EXERCISE INSTRUCTIONS :: Return all lines of the listing below that carry the word "officer".

EXTRACTED ENTRIES ::
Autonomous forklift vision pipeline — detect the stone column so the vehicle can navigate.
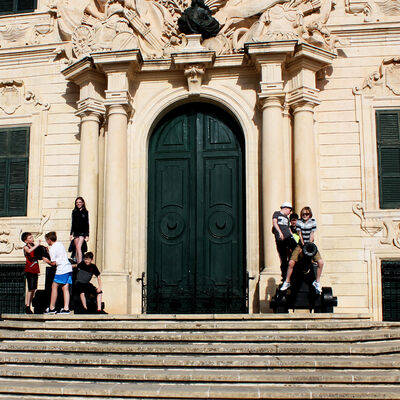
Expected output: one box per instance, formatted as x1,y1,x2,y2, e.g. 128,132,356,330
260,96,286,269
62,58,106,256
76,110,102,253
92,50,142,313
246,41,297,272
103,103,129,274
287,44,336,217
292,101,319,214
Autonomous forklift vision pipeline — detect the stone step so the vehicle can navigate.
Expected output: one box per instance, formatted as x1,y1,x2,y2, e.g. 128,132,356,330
1,329,400,342
0,380,399,399
1,319,397,332
1,365,399,384
1,339,399,355
1,352,398,369
1,313,374,321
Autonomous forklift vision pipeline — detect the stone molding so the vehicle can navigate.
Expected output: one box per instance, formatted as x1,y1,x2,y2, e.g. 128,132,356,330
0,214,49,255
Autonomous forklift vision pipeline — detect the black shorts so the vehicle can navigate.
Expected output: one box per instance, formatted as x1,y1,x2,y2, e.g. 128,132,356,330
75,282,98,296
25,272,38,291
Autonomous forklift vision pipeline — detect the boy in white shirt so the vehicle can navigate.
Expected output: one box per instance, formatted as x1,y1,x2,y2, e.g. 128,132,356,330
42,231,73,314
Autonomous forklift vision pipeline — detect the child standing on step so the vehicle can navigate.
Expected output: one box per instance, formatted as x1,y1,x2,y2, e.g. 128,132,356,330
21,232,42,314
42,231,73,314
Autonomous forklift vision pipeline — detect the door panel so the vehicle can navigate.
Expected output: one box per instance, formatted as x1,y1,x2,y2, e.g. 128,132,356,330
147,103,245,313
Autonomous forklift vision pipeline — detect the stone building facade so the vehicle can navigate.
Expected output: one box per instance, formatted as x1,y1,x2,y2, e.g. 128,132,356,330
1,0,400,318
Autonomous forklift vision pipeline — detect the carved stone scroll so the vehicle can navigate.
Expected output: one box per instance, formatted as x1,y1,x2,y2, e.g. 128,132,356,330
353,203,400,249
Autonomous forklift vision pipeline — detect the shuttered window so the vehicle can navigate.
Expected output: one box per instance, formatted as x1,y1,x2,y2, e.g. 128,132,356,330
376,110,400,209
0,127,30,217
0,0,35,14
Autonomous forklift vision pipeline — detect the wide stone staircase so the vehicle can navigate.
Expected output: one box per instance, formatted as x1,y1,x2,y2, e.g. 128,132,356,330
0,313,399,399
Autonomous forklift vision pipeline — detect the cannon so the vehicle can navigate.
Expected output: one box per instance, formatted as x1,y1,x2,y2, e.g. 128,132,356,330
270,243,337,313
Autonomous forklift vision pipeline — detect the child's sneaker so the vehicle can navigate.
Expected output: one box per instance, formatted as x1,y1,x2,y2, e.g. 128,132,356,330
280,281,291,291
57,309,70,314
44,307,56,314
312,280,322,294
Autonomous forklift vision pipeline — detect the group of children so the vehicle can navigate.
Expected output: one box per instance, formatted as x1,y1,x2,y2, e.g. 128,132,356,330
22,197,105,315
272,202,324,294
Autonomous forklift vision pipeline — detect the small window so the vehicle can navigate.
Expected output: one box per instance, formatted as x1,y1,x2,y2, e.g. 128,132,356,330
376,110,400,209
0,0,36,14
0,126,30,217
381,261,400,321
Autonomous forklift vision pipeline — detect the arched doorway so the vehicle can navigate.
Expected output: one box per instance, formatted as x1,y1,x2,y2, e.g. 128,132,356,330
147,102,246,313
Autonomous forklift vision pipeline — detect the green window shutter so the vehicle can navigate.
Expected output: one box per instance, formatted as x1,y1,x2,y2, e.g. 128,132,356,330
376,111,400,209
0,127,29,217
0,0,35,14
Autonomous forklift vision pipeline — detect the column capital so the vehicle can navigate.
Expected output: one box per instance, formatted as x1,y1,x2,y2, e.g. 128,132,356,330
291,99,318,114
258,95,285,111
286,43,335,109
245,41,297,98
76,97,106,119
287,87,320,109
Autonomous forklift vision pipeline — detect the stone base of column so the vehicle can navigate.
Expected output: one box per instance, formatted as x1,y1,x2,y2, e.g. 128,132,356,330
259,270,282,313
101,273,131,314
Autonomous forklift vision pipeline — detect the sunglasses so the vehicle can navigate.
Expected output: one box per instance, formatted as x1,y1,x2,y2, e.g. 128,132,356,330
302,212,310,216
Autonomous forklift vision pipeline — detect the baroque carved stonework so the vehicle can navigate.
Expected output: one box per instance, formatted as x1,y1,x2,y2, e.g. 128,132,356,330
0,80,50,115
353,203,400,249
0,12,56,48
353,57,400,96
0,214,50,255
345,0,400,21
51,0,337,62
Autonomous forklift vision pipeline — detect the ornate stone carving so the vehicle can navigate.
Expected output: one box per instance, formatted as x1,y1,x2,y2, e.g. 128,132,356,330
0,13,55,48
345,0,400,21
0,80,24,115
353,57,400,96
353,203,400,249
184,64,205,93
0,214,50,255
0,226,14,255
0,81,50,115
52,0,337,61
25,91,51,111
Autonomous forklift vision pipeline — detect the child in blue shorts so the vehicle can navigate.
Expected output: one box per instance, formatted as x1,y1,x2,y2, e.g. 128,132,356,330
42,231,73,314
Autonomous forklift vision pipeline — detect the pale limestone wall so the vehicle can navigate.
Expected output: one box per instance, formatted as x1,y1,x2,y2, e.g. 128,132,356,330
0,49,80,288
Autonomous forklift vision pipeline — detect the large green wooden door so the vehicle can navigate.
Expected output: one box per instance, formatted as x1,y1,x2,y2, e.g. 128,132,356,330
147,103,246,313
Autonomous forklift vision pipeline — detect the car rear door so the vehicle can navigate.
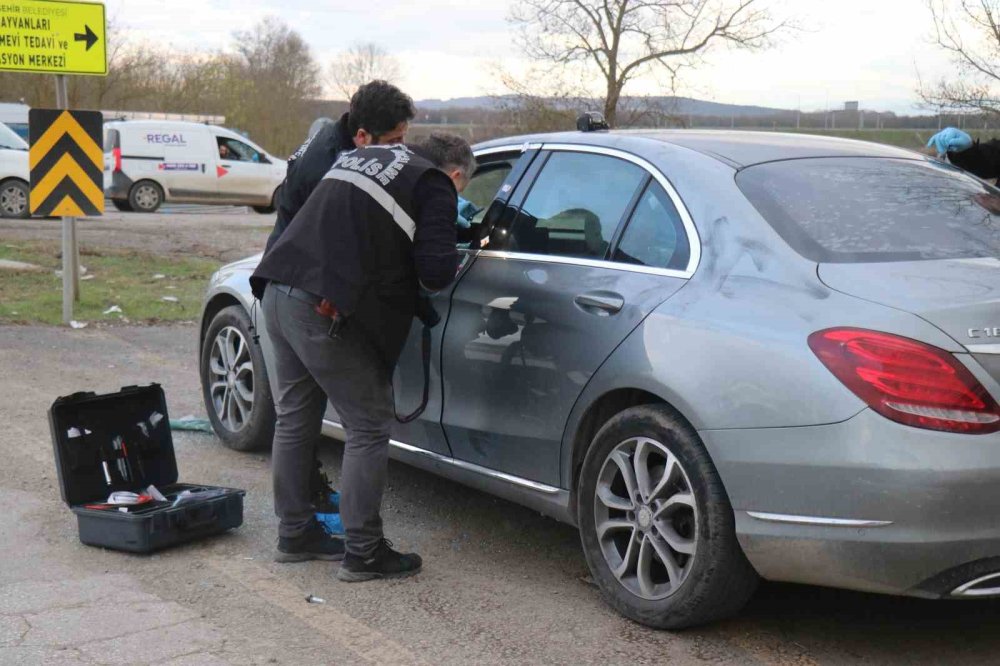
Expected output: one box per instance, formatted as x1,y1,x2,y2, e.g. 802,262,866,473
323,147,542,457
440,145,699,487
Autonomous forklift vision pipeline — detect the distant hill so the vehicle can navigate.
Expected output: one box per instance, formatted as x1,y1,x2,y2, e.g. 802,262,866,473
414,95,793,117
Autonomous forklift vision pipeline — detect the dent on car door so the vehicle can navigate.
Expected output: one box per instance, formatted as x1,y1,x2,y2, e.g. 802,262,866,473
321,149,540,456
440,148,696,486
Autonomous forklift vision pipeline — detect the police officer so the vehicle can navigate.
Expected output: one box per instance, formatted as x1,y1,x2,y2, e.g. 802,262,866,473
266,80,416,253
250,134,475,580
261,80,416,530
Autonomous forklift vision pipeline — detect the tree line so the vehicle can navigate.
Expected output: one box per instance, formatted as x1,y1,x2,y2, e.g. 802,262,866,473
0,18,322,156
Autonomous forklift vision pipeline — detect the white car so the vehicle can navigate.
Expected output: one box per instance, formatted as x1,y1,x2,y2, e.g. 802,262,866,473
0,121,29,218
103,120,287,213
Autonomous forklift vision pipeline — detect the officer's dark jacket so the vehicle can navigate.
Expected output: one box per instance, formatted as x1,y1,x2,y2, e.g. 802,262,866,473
949,139,1000,180
265,112,356,253
250,144,459,368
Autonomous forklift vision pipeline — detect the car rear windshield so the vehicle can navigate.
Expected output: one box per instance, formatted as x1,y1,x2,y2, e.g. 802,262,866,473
736,157,1000,263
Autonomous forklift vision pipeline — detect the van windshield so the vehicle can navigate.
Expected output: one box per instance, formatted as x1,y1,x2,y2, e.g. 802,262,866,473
0,122,28,151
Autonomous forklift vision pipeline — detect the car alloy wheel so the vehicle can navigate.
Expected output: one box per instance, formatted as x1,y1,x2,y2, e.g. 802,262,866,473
595,436,698,600
0,181,27,217
579,405,757,628
207,325,255,433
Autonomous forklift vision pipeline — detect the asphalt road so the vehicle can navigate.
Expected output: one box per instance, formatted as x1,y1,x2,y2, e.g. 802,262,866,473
3,323,1000,665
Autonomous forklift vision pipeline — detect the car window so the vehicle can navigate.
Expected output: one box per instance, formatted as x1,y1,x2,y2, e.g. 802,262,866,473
737,157,1000,262
613,182,690,271
464,162,512,211
509,151,645,259
0,121,27,150
218,137,261,163
104,129,120,152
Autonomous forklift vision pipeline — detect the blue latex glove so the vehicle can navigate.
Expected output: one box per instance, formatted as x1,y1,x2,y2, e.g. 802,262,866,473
927,127,973,156
456,196,481,229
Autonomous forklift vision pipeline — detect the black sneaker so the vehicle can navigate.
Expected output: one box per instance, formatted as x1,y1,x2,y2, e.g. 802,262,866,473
275,520,345,563
336,539,422,582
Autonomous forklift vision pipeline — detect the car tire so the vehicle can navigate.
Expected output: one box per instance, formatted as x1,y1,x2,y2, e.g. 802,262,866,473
200,305,275,452
0,178,30,218
578,404,758,629
111,198,133,212
252,186,280,214
128,180,163,213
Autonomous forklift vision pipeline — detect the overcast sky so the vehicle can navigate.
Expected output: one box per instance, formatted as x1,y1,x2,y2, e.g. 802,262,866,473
105,0,956,114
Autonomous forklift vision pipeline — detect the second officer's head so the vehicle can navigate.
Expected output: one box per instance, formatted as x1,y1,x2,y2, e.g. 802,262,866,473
417,133,475,194
349,80,415,148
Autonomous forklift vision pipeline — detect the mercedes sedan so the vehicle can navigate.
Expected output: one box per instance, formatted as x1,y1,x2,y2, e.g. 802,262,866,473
199,129,1000,628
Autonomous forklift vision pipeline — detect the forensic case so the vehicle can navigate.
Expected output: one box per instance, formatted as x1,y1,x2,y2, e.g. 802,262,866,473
49,384,245,553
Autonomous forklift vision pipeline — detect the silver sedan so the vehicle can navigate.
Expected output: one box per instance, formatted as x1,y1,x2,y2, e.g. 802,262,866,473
198,129,1000,628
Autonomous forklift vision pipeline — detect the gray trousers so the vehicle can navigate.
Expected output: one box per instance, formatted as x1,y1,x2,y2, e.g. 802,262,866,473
262,284,393,557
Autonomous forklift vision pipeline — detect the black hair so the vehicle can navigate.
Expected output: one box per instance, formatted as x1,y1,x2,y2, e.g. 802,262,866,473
417,133,475,179
348,80,415,140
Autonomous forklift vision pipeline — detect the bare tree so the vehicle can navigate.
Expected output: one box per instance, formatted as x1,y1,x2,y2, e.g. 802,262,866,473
328,43,402,101
225,17,322,154
920,0,1000,116
509,0,791,127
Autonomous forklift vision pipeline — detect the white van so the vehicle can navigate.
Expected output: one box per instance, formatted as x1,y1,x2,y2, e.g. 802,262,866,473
103,121,286,213
0,120,29,218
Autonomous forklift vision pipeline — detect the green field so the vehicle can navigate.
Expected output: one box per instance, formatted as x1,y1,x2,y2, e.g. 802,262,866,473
0,242,220,326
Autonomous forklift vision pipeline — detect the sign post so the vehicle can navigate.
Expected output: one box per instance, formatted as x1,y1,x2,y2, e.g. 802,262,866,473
0,0,108,325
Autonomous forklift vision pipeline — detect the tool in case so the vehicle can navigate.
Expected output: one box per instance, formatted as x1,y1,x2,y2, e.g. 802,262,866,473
49,384,245,553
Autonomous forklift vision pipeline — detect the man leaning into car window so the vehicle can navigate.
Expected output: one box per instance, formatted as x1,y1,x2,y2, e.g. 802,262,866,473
249,133,473,581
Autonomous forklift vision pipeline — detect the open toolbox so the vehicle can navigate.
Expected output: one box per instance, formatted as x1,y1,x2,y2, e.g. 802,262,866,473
49,384,245,553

TASK ANSWER ::
Autonomous forklift vision pipeline — detect the police officer so the vehicle can navigate.
Autonomous forklift vision pipeline — detect the officer's dark jacket so the vehicle can navigate.
Autonomous forklift vision pipeline — detect the second officer's head so the vehicle can navigate.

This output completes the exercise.